Count how many lines in the items below contain the string "negative". Reply with the number alone.

> Data shown:
=== Section Start ===

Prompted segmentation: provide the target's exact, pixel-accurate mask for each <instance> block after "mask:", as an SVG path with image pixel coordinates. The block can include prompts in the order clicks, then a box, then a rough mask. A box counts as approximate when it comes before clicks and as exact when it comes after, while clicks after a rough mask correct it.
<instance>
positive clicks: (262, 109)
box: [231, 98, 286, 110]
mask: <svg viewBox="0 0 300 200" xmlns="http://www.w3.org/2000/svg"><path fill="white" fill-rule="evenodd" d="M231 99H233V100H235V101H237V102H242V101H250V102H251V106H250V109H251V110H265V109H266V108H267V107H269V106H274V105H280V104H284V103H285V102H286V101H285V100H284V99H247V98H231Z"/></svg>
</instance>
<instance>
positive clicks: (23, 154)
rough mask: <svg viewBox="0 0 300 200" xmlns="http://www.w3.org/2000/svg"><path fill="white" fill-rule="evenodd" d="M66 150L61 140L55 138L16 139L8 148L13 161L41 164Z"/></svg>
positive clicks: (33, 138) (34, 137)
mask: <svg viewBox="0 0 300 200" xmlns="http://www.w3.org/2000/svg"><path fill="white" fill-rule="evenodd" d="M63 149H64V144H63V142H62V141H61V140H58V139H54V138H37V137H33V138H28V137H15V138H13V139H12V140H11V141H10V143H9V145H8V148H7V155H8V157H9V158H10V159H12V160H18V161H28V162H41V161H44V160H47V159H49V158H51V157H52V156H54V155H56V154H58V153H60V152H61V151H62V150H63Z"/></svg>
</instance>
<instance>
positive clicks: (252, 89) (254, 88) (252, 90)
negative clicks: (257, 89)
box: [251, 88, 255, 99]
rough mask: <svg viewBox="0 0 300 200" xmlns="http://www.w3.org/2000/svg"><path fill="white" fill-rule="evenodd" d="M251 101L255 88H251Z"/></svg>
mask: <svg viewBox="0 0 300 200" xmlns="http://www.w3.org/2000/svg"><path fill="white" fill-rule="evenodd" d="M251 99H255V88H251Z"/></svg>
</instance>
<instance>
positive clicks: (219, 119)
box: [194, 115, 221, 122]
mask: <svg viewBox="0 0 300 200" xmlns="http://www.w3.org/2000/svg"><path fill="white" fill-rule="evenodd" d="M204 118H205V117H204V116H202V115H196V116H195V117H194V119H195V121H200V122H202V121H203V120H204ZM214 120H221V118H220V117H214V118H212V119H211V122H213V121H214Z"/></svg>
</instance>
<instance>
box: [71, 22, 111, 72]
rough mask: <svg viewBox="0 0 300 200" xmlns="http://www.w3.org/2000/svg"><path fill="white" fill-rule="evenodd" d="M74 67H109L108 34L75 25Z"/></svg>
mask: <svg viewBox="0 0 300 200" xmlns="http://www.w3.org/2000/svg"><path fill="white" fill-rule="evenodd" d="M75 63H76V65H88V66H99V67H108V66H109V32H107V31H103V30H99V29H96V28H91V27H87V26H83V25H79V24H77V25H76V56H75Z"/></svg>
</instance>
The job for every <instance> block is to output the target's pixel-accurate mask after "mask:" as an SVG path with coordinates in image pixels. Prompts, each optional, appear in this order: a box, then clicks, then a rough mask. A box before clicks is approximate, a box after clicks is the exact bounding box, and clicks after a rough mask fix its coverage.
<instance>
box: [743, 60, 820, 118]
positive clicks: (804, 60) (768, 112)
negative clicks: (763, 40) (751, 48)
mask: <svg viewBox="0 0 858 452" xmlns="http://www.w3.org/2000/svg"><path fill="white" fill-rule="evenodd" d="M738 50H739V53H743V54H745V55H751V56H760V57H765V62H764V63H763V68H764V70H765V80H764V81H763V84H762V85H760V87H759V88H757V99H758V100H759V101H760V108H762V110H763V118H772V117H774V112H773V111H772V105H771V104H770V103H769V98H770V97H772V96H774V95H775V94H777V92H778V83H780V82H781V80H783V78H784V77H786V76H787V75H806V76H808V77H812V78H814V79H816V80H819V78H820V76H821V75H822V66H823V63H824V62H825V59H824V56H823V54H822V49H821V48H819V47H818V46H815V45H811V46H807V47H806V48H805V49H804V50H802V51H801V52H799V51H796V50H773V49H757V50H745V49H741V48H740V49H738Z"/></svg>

=== Section End ===
=== Section Start ===

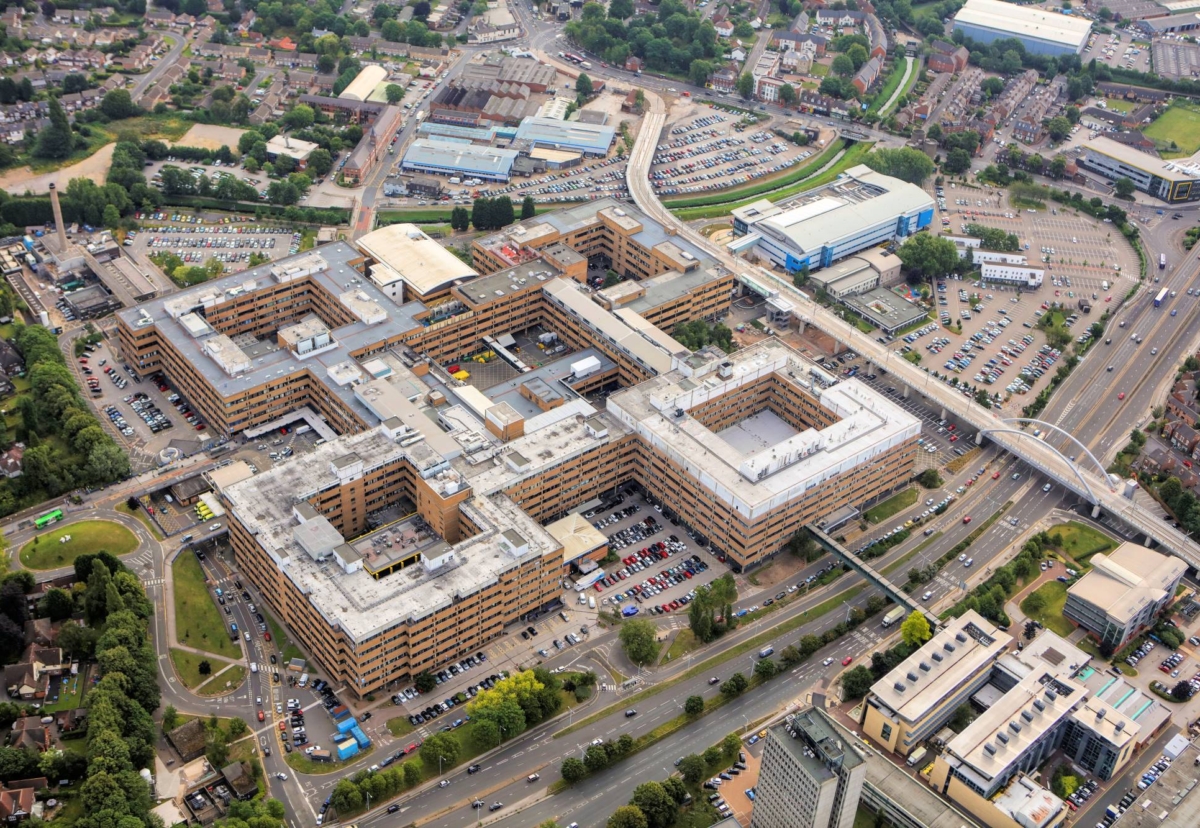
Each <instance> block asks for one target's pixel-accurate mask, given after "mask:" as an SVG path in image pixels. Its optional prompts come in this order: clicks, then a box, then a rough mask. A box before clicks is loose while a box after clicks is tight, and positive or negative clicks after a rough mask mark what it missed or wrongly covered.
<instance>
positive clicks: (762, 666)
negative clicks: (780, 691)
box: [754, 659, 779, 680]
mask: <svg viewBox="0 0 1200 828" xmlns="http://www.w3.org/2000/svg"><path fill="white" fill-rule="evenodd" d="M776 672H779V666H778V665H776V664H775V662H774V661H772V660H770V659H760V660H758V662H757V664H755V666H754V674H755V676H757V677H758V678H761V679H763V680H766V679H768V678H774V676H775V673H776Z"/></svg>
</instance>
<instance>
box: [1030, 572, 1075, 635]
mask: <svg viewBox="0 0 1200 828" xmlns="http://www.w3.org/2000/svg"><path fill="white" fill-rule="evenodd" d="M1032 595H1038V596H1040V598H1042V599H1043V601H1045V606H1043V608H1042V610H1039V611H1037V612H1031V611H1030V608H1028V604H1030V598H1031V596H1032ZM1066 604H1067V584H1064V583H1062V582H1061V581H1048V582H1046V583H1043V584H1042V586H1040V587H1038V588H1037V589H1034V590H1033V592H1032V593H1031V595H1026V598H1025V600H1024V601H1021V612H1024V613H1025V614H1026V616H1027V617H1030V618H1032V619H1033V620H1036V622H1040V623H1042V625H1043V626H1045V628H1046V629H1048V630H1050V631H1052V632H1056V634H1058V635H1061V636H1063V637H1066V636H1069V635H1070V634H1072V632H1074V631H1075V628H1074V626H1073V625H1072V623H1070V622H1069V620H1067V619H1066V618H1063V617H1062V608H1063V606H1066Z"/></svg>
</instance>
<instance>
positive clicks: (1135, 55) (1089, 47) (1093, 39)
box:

=== Section End ===
=== Section Start ===

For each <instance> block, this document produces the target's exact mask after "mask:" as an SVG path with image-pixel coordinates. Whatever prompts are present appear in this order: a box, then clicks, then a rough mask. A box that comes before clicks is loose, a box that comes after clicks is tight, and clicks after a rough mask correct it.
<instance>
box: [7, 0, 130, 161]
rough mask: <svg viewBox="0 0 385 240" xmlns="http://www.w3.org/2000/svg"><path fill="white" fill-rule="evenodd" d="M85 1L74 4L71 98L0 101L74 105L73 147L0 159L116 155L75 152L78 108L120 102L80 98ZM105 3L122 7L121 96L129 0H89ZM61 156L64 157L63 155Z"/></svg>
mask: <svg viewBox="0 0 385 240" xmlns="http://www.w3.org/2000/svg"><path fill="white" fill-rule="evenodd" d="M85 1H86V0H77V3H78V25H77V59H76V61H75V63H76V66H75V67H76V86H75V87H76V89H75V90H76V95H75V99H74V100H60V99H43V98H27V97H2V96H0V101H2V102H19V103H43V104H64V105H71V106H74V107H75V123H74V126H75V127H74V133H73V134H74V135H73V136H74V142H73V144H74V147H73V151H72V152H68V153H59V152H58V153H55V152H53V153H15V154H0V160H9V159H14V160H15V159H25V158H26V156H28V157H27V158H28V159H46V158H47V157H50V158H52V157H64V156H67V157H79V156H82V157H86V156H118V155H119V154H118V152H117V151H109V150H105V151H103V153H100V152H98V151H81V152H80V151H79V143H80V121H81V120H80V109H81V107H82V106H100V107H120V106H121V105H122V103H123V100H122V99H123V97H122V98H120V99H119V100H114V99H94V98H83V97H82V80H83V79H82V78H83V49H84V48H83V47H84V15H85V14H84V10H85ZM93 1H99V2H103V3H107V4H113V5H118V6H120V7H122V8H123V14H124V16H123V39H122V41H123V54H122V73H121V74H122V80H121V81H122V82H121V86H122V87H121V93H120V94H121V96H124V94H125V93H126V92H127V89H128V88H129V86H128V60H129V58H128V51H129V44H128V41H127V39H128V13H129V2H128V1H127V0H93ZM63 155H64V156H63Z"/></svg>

=== Section End ===

> Solution to the problem: 4